## TASK GOAL
Nothing but an exact copy of the records below counts as the answer.

Saved data entries:
=-=-=-=-=

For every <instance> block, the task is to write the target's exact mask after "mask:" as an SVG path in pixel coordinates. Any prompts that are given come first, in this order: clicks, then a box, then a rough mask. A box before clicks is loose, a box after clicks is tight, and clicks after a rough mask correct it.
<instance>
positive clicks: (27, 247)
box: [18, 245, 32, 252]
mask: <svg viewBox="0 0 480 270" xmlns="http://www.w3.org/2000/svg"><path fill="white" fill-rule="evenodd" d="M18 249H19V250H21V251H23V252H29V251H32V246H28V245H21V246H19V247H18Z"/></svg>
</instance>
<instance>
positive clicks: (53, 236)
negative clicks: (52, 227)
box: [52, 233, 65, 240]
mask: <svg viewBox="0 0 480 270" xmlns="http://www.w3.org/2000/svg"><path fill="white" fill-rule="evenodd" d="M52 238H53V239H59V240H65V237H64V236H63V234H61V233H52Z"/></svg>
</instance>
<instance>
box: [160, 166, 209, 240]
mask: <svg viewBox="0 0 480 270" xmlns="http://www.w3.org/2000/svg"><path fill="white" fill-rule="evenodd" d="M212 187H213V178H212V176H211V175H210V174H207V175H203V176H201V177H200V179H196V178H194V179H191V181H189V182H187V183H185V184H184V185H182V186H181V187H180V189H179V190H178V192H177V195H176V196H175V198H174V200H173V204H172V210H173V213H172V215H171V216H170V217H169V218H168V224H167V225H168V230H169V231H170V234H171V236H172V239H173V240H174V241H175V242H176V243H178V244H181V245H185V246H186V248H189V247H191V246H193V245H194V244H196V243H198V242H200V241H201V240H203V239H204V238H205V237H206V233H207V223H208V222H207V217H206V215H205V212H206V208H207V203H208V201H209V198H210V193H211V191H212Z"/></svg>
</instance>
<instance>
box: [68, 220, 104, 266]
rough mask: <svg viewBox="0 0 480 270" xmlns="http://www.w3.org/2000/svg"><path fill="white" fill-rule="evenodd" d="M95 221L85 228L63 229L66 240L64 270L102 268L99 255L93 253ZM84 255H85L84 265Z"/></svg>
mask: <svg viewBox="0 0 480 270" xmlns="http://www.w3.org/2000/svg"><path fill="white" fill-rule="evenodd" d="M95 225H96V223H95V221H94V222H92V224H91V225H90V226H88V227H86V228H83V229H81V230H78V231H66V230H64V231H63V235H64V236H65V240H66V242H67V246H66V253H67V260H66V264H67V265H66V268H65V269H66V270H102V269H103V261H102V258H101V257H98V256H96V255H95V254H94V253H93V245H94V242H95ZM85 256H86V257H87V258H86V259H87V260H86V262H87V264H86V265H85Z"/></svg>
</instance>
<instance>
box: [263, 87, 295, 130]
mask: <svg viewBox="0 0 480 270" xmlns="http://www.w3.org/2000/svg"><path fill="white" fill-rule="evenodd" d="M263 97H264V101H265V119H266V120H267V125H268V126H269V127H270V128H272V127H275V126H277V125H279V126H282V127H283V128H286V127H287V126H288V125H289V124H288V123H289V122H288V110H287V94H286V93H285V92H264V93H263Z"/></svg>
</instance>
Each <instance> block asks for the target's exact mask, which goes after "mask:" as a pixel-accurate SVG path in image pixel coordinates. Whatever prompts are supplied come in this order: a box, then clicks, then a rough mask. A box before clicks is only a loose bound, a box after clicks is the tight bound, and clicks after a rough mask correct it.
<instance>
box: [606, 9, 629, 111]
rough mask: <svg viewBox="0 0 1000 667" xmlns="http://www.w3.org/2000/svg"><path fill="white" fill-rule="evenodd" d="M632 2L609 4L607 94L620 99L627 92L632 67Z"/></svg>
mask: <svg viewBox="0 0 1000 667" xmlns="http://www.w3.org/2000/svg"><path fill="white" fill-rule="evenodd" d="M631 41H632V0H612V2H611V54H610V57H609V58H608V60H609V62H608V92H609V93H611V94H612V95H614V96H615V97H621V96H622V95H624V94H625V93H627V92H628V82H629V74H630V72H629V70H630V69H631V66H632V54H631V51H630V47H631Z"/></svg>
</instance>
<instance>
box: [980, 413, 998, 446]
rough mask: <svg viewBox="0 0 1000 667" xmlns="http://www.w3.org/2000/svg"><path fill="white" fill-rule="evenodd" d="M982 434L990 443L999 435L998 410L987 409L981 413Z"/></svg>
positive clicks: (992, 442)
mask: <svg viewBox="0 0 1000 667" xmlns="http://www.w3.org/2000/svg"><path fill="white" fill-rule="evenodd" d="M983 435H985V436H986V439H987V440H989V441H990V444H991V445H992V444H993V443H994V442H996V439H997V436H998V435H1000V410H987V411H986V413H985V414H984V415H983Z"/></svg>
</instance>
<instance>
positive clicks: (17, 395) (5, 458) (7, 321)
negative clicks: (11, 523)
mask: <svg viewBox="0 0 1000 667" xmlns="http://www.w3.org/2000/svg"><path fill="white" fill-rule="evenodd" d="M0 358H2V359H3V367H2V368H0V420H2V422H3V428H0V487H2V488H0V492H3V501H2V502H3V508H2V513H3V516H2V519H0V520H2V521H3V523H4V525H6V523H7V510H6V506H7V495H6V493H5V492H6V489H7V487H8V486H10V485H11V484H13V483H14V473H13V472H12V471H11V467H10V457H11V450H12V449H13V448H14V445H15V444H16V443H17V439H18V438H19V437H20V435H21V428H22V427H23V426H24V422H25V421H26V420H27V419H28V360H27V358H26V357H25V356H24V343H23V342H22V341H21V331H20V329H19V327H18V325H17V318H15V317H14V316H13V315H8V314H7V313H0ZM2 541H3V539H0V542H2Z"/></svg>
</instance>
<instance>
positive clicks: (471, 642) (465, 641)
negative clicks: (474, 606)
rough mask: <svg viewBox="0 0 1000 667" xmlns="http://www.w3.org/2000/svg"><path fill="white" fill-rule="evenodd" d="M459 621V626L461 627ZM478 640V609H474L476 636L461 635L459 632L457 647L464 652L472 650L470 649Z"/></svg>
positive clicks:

=-=-=-=-=

## OUTPUT OF THE TASK
For every <instance> block, the task is to write the target's exact mask after "mask:" as an SVG path in pixel coordinates. Any prompts that are given come first, in this order: clicks, then a box, then a rough mask. A box before clicks is loose, a box after clicks is tight, and clicks after a rough mask correct it.
<instance>
positive clicks: (27, 247)
box: [18, 245, 32, 252]
mask: <svg viewBox="0 0 480 270" xmlns="http://www.w3.org/2000/svg"><path fill="white" fill-rule="evenodd" d="M18 249H19V250H21V251H23V252H29V251H32V246H28V245H21V246H19V247H18Z"/></svg>
</instance>
<instance>
positive clicks: (53, 236)
negative clicks: (52, 227)
box: [52, 233, 65, 240]
mask: <svg viewBox="0 0 480 270" xmlns="http://www.w3.org/2000/svg"><path fill="white" fill-rule="evenodd" d="M52 238H53V239H59V240H65V237H64V236H63V234H61V233H52Z"/></svg>
</instance>
<instance>
box: [160, 166, 209, 240]
mask: <svg viewBox="0 0 480 270" xmlns="http://www.w3.org/2000/svg"><path fill="white" fill-rule="evenodd" d="M212 187H213V178H212V176H211V175H210V174H207V175H203V176H201V177H200V179H196V178H194V179H191V181H189V182H187V183H185V184H184V185H182V186H181V187H180V189H179V190H178V192H177V195H176V196H175V198H174V200H173V204H172V210H173V213H172V215H171V216H170V217H169V218H168V224H167V225H168V230H169V231H170V234H171V236H172V239H173V240H174V241H175V242H176V243H178V244H181V245H185V246H186V248H189V247H191V246H193V245H194V244H196V243H198V242H200V241H201V240H203V239H204V238H205V237H206V233H207V223H208V222H207V217H206V215H205V212H206V208H207V203H208V201H209V198H210V193H211V191H212Z"/></svg>
</instance>
<instance>
box: [68, 220, 104, 266]
rough mask: <svg viewBox="0 0 480 270" xmlns="http://www.w3.org/2000/svg"><path fill="white" fill-rule="evenodd" d="M95 221L85 228L63 229L66 240L64 270L102 268L99 255L93 253ZM84 255H85L84 265Z"/></svg>
mask: <svg viewBox="0 0 480 270" xmlns="http://www.w3.org/2000/svg"><path fill="white" fill-rule="evenodd" d="M95 225H96V223H95V221H94V222H92V224H91V225H90V226H88V227H86V228H83V229H81V230H78V231H66V230H64V231H63V235H64V236H65V240H66V242H67V246H66V253H67V260H66V264H67V265H66V268H65V269H66V270H102V269H103V261H102V258H101V257H98V256H96V255H95V254H94V253H93V245H94V242H95ZM85 256H86V257H87V258H86V259H87V260H86V262H87V264H86V265H85Z"/></svg>
</instance>
<instance>
box: [263, 87, 295, 130]
mask: <svg viewBox="0 0 480 270" xmlns="http://www.w3.org/2000/svg"><path fill="white" fill-rule="evenodd" d="M263 97H264V101H265V119H266V120H267V125H268V126H269V127H270V128H272V127H275V126H277V125H279V126H282V127H283V128H286V127H287V126H288V125H289V124H288V123H289V122H288V110H287V94H286V93H285V92H264V93H263Z"/></svg>
</instance>
Each <instance> block asks for the target's exact mask, which goes after "mask:" as a pixel-accurate SVG path in image pixel coordinates. Whatever prompts are supplied come in this order: a box, then clicks, then a rough mask. A box before clicks is only a loose bound, a box after clicks is the tight bound, and clicks after a rough mask correct it.
<instance>
box: [606, 9, 629, 111]
rough mask: <svg viewBox="0 0 1000 667" xmlns="http://www.w3.org/2000/svg"><path fill="white" fill-rule="evenodd" d="M632 2L609 4L607 94L620 99L627 92L632 67Z"/></svg>
mask: <svg viewBox="0 0 1000 667" xmlns="http://www.w3.org/2000/svg"><path fill="white" fill-rule="evenodd" d="M631 41H632V0H612V2H611V54H610V57H609V58H608V60H609V62H608V92H609V93H611V94H612V95H614V96H615V97H621V96H622V95H624V94H625V93H627V92H628V82H629V74H630V72H629V70H630V69H631V66H632V54H631V51H630V47H631Z"/></svg>
</instance>
<instance>
box: [980, 413, 998, 446]
rough mask: <svg viewBox="0 0 1000 667" xmlns="http://www.w3.org/2000/svg"><path fill="white" fill-rule="evenodd" d="M982 434L990 443L999 435L998 410L987 409L981 413Z"/></svg>
positive clicks: (992, 442)
mask: <svg viewBox="0 0 1000 667" xmlns="http://www.w3.org/2000/svg"><path fill="white" fill-rule="evenodd" d="M983 435H985V436H986V439H987V440H989V441H990V444H991V445H992V444H993V443H994V442H996V439H997V436H998V435H1000V410H987V411H986V413H985V414H984V415H983Z"/></svg>
</instance>
<instance>
positive clicks: (17, 395) (5, 458) (7, 321)
negative clicks: (11, 523)
mask: <svg viewBox="0 0 1000 667" xmlns="http://www.w3.org/2000/svg"><path fill="white" fill-rule="evenodd" d="M0 358H2V359H3V367H2V368H0V420H2V422H3V428H0V487H2V488H0V492H3V501H2V502H3V508H2V513H3V516H2V519H0V520H2V521H3V523H4V525H6V523H7V510H6V506H7V495H6V493H5V492H6V489H7V487H8V486H10V485H11V484H13V483H14V473H13V472H12V471H11V467H10V457H11V450H12V449H13V448H14V445H15V444H16V443H17V439H18V438H19V437H20V435H21V428H22V427H23V426H24V422H25V421H26V420H27V419H28V360H27V358H26V357H25V356H24V343H23V342H22V341H21V331H20V329H19V327H18V325H17V318H15V317H14V316H13V315H8V314H7V313H0ZM2 541H3V539H0V542H2Z"/></svg>
</instance>
<instance>
positive clicks: (471, 642) (465, 641)
negative clicks: (474, 606)
rough mask: <svg viewBox="0 0 1000 667" xmlns="http://www.w3.org/2000/svg"><path fill="white" fill-rule="evenodd" d="M459 621V626L461 627ZM478 640V609H474L476 636L461 635L459 632L457 647L464 652L472 650L470 649Z"/></svg>
positive clicks:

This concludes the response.